​Common Fig

The Common Fig (Ficus carica) is a large shrub or small tree native to southwest Asia and the eastern Mediterranean region (Turkey east to Afghanistan). It grows to a height of 3-10 m tall, with smooth grey bark. The leaves are deciduous, 12-25 cm long and 10-18 cm across, and deeply lobed with three or five lobes. The fruit is the well-known fig, 3-5 cm long, green ripening purple.

Cultivation and uses

An argument can be made that the edible fig is one of the first plants that was cultivated by humans. Literally thosands of varieties, most unnamed, have been developed or come into existance as human migration brought the fig to many places outside its natural range. It has been an important food crop for thousands of years, and was also thought to be highly benificial in the diet. The Common Fig is widely grown for its edible fruit, grown throughout its native area, and also the rest of the Mediterranean region and other areas of the world with a similar climate, including Australia, Chile, South Africa, and California, Oregon, Texas, and Washington in the United States.

Figs can be eaten fresh or dried, and used in jam-making. Most commercial production is as dried or otherwise processed forms, since the ripe fruit does not transport well, and once picked does not keep well.

Cultural & literary aspects

In the book of Genesis in the Bible, Adam and Eve clad themselves with fig leaves after eating the "Forbidden fruit" from the Tree of Knowledge of good and evil. Likewise, fig leaves, or depictions of fig leaves, have long been used to cover the genitals of nude figures in painting and sculpture. Often these fig leaves were added by art collectors or exhibitors long after the original work was completed. The use of the fig leaf as a protector of modesty or shield of some kind has entered the language.
......
[Required action A]:
Answer these from the Common Fig passage:
(i) What height range does the tree reach?
(ii) Why is most commercial production in dried or processed forms?
(iii) In the book of Genesis, what did Adam and Eve clad themselves with?
[Required action B]:
Name every U.S. state that the Common Fig passage lists as a place where the fig is grown.
[Required action C]:
Reproduce the stretch of the Common Fig passage from "Figs can be" through "entered the language.", word for word.
The listing comes from a different source than the Common Fig passage.

[Source material]:
......
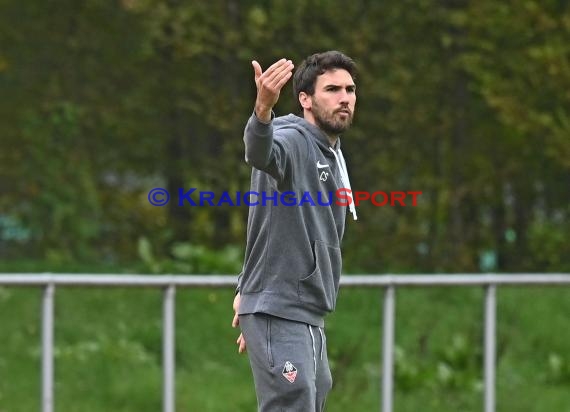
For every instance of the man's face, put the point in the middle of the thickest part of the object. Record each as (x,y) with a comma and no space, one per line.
(331,107)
......
[Expected output A]:
(i) 3-10 m tall.
(ii) The ripe fruit does not transport well, and once picked it does not keep well.
(iii) Fig leaves.

[Expected output B]:
California, Oregon, Texas, Washington

[Expected output C]:
Figs can be eaten fresh or dried, and used in jam-making. Most commercial production is as dried or otherwise processed forms, since the ripe fruit does not transport well, and once picked does not keep well.

Cultural & literary aspects

In the book of Genesis in the Bible, Adam and Eve clad themselves with fig leaves after eating the "Forbidden fruit" from the Tree of Knowledge of good and evil. Likewise, fig leaves, or depictions of fig leaves, have long been used to cover the genitals of nude figures in painting and sculpture. Often these fig leaves were added by art collectors or exhibitors long after the original work was completed. The use of the fig leaf as a protector of modesty or shield of some kind has entered the language.